* **TRECHO SELECIONADO**

VINHO NA MESA MOUSSEUX VICENT EDOUARD POIRIER (1)

 

Vincent Edouard Pourier Brut – importadora V&A Adegas & Vinhos

Este mousseux do Vale do Loire é um espumante delicado, com boa acidez e frescor suficientes para enxugar a untuosidade das carnes, mas há um choque entre o feijão e a mousse, com prejuízo para suas características.

 

VINHO NA MESA PROSECCO PERINI

Casa Perini Prosecco – Serra Gaúcha, Brasil

Outro espumante leve, delicado, cujo caráter mais frutado possibilita um encontro inicialmente harmônico com a feijoada, mas esta acaba por encobrir e diminuir sua persistência. 

VINHO NA MESA DE LUCCA

DeLucca Marsanne Reserva  2009 – Importadora Premium Wines

Vinho de aromas instigantes, com toques de oxirredução, tonalidade amarelo-dourado, aromas e gostos amendoados. Por ser um branco de personalidade, ele mantém sua orientação organoléptica perceptível diante da feijoada e faz um encontro também interessante. Para quem quer uma harmonização surpreendente, é uma boa sugestão. 

VINHO NA MESA ESPUMANTE ORTIGÃO

Quinta do Ortigão Brut – Importadora Adega Alentejana

Segundo um produtor uruguaio, alguns especialistas brasileiros consideraram  o seu espumante tinto de tannat a bebida ideal para a Feijoada. Na época, a sensação que tive é que o espumante tinto, diferentemente dos brancos e rosés, não funcionam sem comida, pois não têm o frescor como diferencial. Este exemplar português tem acidez e taninos que ajustam a untuosidade da feijoada, mas continua um pouco acima do tom, provocando sensações metálicas e certo amargor no final de boca.

 VINHO NA MESA FLEURIE

Mommessin Fleurie Domaine de la Presle – Verde Mar

Um cru Beaujolais delicado e elegante, estilo bourguignon, que costuma funcionar com embutidos e pratos à base de porco, mas que, definitivamente, não é um vinho para feijoada. A acidez enxuga as papilas gustativas inicialmente, mas falta intensidade organoléptica e corpo para acompanhar a feijoada. Um encontro sem emoções. 

VINHO NA MESA QUINTA DO SEIVAL

Quinta do Seival Castas Portuguesas 2008 –  Miolo, V. Vinhedos

Um português naturalizado brasileiro, potente, com bom equilíbrio entre maturidade, acidez e álcool e estrutura suficiente para acompanhar o vigor da feijoada. No final de boca, continua a sensação da integração entre taninos do vinho e da madeira, que, após alguns goles, pode « pesar » a refeição. 

VINHO NA MESA FEIJOADA VINHO

Feijoada & Co 2008  Península de Setúbal – Wine with Spirit

Um vinho feito para ser harmonizado com feijoada. Uma verdadeira surpresa, pelo êxito num teste às cegas, que teve outros vinhos tintos adequados e pela proposta, no mínimo, original de se fazer uma produção orientada. Feito com as castas típicas do Alentejo, é um vinho com destacada acidez e toques de frutas maduras. Sua acidez enxuga perfeitamente a gordura e seu sabor complementa bem o da feijoada, deixando uma sensação frutada, que dá fôlego para as próximas garfadas.

* **EXERCÍCIO PROPOSTO A**
Conte as linhas dos registros que contêm a palavra "people", distinguindo maiúsculas de minúsculas. Informe somente o número.
O texto e os registros constituem materiais independentes entre si.

* **DADOS**
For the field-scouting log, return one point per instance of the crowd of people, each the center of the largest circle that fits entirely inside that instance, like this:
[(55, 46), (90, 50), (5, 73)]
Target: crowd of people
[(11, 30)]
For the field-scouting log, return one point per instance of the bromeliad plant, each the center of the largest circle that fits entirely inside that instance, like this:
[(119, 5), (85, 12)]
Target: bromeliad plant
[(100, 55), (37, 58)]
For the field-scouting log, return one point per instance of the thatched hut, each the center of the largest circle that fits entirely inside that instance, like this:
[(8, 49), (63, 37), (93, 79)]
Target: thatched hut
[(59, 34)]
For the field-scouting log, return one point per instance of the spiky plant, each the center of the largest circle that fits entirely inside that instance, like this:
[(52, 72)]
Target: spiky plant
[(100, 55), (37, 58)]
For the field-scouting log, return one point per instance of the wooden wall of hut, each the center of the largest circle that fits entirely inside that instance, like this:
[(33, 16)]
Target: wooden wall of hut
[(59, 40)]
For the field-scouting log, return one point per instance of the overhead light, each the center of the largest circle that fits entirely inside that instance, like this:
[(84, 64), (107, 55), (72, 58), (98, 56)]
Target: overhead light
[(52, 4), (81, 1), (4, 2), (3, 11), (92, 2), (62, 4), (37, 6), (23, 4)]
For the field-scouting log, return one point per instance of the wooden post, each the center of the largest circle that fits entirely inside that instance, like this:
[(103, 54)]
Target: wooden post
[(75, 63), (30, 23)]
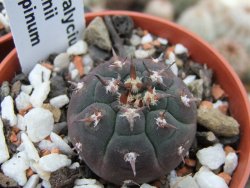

* **EXERCÍCIO PROPOSTO B**
De acordo com o trecho selecionado, com quais castas é feito o vinho Feijoada & Co 2008?

* **SOLUÇÃO A**
2

* **SOLUÇÃO B**
Com as castas típicas do Alentejo.